Исходный текст:

Великолепнейший амфитеатр, которому позавидует самое роскошное место зрелищ. Сверху, сквозь матовый стеклянный потолок, льется мягкий свет дня или электричества, так подражающего солнцу, так искусно его сменяющего, что сам не разберешь, в полдень или в полночь смотришь на развертывающуюся внизу картину. Она красива, но производит странное впечатление. Аудитория не аудитория, театр не театр. Что-то смутное. Тройной ряд лож, наполненных разряженными дамами, кавалерами, и шумный раек верхнего яруса всевозможных “пресс” – парижской, провинциальной, иностранной – все это больше переносит вас в театр, нежели в законодательное собрание, спокойно, независимо и глубоко разрабатывающее вопросы спасения и благосостояния страны. Правда, нынче публика по крайней мере не аплодирует, но мне приходилось слышать во времена бурных буланжистских сцен, как люди публики бесцеремонно кричат представителям нации: “О канальи, о куча дряни!” Я помню, как в самую торжественную минуту Версальского конгресса из трибуны журналистов с отчаянием закричали председателю: “Громче, пожалуйста, громче!” Его голос был действительно слаб. И председатель ничего – взглянул, вошел в положение “прессы” и начал говорить громче...
III
Все это замечается не сразу, но когда походишь с год в эту роскошную залу, то краснеющую обивающим ее сукном, то чернеющую депутатскими сюртуками, потолкаешься в “кулуарах”, посидишь в осаде бунтующей толпы, кричащей “В воду депутатов!”, присмотришься, как решаются насущные вопросы жизни нации, – римские иллюзии отлетают как дым. Этот важный Palais Bourbon, такой серьезный снаружи, начинает казаться жалким базаром житейской суеты. Всякое чувство уважения к представительству мысли и гения нации исчезает бесследно, и, подобно всем другим, входя в лабораторию политической жизни великой нации, спрашиваешь только: “А что, сегодня будет интересное заседание?”
“Интересное” – это значит: будет ли какой-нибудь скандал? Если не предвидишь скандала, то пропадешь со скуки.
И это действительно правда. Заседания палаты, вообще, можно разделить на две категории. Есть вопросы деловые, те, которые, собственно, и нужны стране: нужно провести железную дорогу, канал, установить налог, сделать льготу рабочему или крестьянину, произвести улучшения во флоте, армии и т. д. Есть вопросы партийного интереса, которыми иногда являются и первые, но чаще – что-нибудь совсем ничтожное, какая-нибудь амнистия десятка анархистов или какая-нибудь мелочь, так или иначе задевающая личность министра, президента, того или иного chef а партии.
Как решают вопросы чисто деловые, для страны жизненные? Зала пуста. Депутаты либо в коридоре, либо вовсе отсутствуют. Вопрос – “в комиссию”! Таких вопросов наберется штук пятьдесят, и затем они решаются гуртом. Входят докладчики с кипами бумаг, спешно и сокращенно читают доклады. В это время депутатский амфитеатр имеет красноватый фон. Сюртуков мало, они не покрывают красного сукна кресел.

Исходные данные:
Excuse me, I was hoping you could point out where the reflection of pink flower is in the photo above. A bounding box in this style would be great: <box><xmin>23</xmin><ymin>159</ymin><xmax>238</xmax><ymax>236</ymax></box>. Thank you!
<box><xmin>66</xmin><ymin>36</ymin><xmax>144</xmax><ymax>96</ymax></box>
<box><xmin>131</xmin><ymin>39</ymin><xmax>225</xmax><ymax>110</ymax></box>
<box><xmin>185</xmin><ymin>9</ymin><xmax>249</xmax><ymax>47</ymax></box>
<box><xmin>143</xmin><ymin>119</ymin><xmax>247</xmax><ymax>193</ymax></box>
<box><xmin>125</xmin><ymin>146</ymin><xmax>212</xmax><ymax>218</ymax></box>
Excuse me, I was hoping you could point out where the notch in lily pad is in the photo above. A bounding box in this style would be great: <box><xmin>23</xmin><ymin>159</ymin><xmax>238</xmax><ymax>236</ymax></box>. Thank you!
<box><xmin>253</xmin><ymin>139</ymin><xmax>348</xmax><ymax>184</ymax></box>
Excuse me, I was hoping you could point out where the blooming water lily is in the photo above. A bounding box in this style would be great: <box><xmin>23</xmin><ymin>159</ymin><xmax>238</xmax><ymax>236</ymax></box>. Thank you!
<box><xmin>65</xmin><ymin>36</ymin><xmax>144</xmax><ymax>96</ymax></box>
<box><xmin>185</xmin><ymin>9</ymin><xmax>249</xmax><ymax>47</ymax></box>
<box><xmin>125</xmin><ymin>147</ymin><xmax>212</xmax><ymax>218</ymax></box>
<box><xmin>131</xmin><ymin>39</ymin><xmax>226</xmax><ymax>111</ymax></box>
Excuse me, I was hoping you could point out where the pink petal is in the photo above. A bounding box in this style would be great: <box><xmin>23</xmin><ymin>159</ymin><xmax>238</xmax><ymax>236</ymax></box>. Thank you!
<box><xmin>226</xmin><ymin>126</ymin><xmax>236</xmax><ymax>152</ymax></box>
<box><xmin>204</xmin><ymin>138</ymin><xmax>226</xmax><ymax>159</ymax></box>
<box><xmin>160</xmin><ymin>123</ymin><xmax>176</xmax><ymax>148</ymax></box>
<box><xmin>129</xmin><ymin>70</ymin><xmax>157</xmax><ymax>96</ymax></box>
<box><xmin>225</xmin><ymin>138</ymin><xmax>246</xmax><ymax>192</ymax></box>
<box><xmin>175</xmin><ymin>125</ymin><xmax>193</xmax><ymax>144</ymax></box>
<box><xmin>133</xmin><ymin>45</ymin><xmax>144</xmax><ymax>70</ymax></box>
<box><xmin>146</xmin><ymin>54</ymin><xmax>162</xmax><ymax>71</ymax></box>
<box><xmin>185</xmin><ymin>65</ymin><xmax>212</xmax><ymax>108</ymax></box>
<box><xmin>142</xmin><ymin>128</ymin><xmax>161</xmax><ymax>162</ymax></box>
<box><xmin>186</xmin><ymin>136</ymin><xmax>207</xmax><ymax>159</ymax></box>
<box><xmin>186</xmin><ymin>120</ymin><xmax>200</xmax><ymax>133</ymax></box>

Задания:
1/ На какие две категории, согласно исходному тексту, можно разделить заседания палаты?
2/ Перепишите отрывок из исходного текста: начните с места, где стоят слова «И это действительно», и остановитесь после слов «chef а партии.».

Ответы:
1/ На заседания с деловыми вопросами, нужными стране, и заседания с вопросами партийного интереса.

2/
И это действительно правда. Заседания палаты, вообще, можно разделить на две категории. Есть вопросы деловые, те, которые, собственно, и нужны стране: нужно провести железную дорогу, канал, установить налог, сделать льготу рабочему или крестьянину, произвести улучшения во флоте, армии и т. д. Есть вопросы партийного интереса, которыми иногда являются и первые, но чаще – что-нибудь совсем ничтожное, какая-нибудь амнистия десятка анархистов или какая-нибудь мелочь, так или иначе задевающая личность министра, президента, того или иного chef а партии.